• **Questions to answer**
• a. In the Zika passage, where did Operation Blessing first use fish to fight mosquitoes?
• b. Repeat, word for word, the stretch of the Zika passage from "At this point, scientists" through "and shortened life-span.".
• c. Go on with the Zika passage from the point where it ends, keeping its tone and style.

---- Source passage

There is no specific treatment or vaccine available at this time, although the symptoms can be treated. Health care professionals are hard at work on this issue.
Current Zika prevention is focused primarily around the Aedes aegypti mosquitoes that carry it. Prevention methods include insect repellent, bed nets, fumigation, regularly changing standing water, and cleaning areas that hold standing water. Mosquito-eating organisms such as fish, turtles and copepods can also be introduced to water sources to eat the mosquito larvae.
At this point, scientists are convinced of the connection between Zika and the birth of babies with microcephaly. Health experts believe that mothers infected by the virus can pass it in utero to their unborn children, causing birth defects, although they do not yet know for certain which stages pregnancy might leave the child the most susceptible. Microcephaly results in an abnormally small head, and can lead to brain damage, seizure disorders, vision and hearing loss, feeding problems, and shortened life-span.
As we move into the future, the best methods of mosquito eradication will likely be biological ones. Operation Blessing first utilized fish as a means of battling mosquitoes in post-Katrina New Orleans. After the hurricane, thousands of swimming pools across the city had been abandoned, creating the perfect mosquito breeding ground. Operation Blessing placed mosquito larvae eating fish in the pools, drastically reducing the mosquito population and averting further crisis.

--------
---- Dataset excerpts

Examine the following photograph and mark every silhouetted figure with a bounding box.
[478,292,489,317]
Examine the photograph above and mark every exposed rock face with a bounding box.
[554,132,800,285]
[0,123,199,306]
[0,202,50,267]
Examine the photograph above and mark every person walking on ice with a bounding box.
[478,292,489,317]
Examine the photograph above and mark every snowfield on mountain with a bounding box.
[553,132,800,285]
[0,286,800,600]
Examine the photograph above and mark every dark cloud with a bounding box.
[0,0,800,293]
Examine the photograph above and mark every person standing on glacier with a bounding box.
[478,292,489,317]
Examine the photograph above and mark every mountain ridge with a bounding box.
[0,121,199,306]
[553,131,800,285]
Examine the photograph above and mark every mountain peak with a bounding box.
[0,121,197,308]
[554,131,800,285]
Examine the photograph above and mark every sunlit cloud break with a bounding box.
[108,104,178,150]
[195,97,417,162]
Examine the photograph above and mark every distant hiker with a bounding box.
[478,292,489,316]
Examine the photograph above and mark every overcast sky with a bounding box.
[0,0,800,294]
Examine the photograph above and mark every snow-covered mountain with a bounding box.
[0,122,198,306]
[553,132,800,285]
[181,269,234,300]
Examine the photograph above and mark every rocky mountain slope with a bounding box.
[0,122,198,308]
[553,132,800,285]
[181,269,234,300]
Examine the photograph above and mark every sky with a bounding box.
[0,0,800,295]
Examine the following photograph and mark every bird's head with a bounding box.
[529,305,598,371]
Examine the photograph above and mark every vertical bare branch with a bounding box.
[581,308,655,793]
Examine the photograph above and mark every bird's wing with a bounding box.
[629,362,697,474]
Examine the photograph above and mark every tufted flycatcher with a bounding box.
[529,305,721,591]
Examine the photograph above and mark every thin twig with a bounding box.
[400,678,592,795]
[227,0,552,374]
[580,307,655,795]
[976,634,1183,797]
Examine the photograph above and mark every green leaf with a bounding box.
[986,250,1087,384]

--------

• **Task-by-task answers**
• a. In post-Katrina New Orleans.

• b.
At this point, scientists are convinced of the connection between Zika and the birth of babies with microcephaly. Health experts believe that mothers infected by the virus can pass it in utero to their unborn children, causing birth defects, although they do not yet know for certain which stages pregnancy might leave the child the most susceptible. Microcephaly results in an abnormally small head, and can lead to brain damage, seizure disorders, vision and hearing loss, feeding problems, and shortened life-span.

• c.
Since then we have continued our biological mosquito control research around the globe with mosquito-eating fish, juvenile turtles and small crustaceans called copepods, creating our Operation Blessing “Bug-Busters Dream Team.” All of these creatures are powerful weapons against mosquitoes, devouring their larvae before they can grow into deadly adults.
Unlike DDT and other chemical agents with their dangerous side effects such as cancer, infertility, miscarriage, developmental delay and damage to the nervous system and liver, these animals can be safely introduced into human environments. In fact, copepods have nearly eradicated the Aedes aegypti mosquitoes that were responsible for spreading dengue fever in Vietnam—the same mosquito behind the current Zika outbreak in Latin America.
Zika is carried by a mosquito known as Aedes aegypti or its first cousin the Aedes albopictus (Asian Tiger Mosquito). These tiny, quick mosquitoes are black with white stripes that are hard to see with the naked eye. Their favorite place to live is in houses close to people, or buildings where animals are kept. They often breed in the water basins kept in homes in Latin America. The mosquitoes bite both day and night, and they hide in closets, laundry baskets, wardrobes, or almost any dark spot in the home. Because they are so small, it is possible for a person to be bitten multiple times without realizing it.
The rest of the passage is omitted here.